___ Given records

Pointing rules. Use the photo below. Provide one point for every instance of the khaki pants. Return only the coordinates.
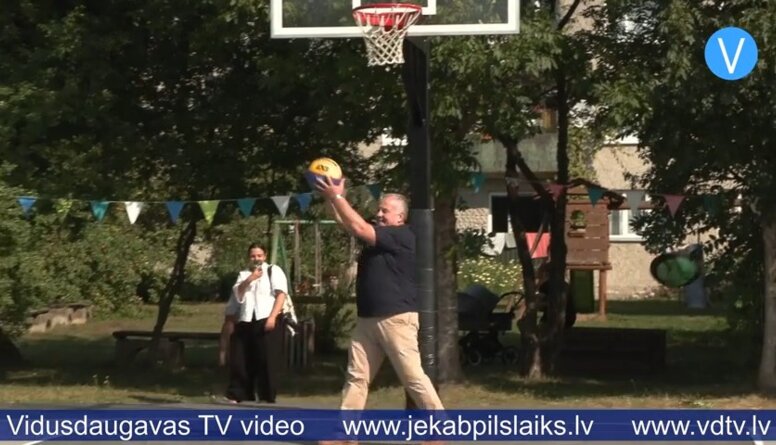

______
___ Given records

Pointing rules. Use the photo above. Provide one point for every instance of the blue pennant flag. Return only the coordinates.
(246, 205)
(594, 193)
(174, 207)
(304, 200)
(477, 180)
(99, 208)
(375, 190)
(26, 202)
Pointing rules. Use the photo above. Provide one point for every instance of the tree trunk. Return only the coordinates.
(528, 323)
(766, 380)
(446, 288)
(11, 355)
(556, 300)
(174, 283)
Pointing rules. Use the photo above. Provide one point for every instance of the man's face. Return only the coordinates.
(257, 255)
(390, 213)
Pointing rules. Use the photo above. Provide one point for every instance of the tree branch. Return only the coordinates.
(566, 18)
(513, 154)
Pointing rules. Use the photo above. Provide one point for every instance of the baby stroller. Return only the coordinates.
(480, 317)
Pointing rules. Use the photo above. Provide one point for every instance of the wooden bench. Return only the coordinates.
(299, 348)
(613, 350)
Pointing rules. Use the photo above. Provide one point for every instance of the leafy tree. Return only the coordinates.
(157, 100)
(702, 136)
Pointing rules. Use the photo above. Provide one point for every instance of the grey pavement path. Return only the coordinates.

______
___ Given records

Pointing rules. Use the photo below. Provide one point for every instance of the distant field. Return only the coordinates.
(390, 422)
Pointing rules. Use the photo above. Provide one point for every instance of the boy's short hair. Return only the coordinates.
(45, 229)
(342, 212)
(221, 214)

______

Your task: Duplicate the lines of the listing starting at the line that contains "branch. Return only the coordinates." and ending at the line that contains "path. Return only the coordinates.", including both of those lines.

Written solution:
Pointing rules. Use the photo above. Provide one point for every instance of the tree branch. Return only the coordinates.
(566, 18)
(513, 154)
Pointing rules. Use the photo above. Provide one point for every instance of the baby stroller. Return only the coordinates.
(480, 317)
Pointing rules. Use the photo above. Provide one point for every instance of the wooden bench. Return only the coordinates.
(299, 348)
(613, 350)
Pointing rules. Use the photo above. Provide one point for every instance of the leafy tree. Return only the coordinates.
(157, 100)
(702, 136)
Pointing rules. Use the photo above. Provide one point for every instance of the grey pavement path. Return only the coordinates.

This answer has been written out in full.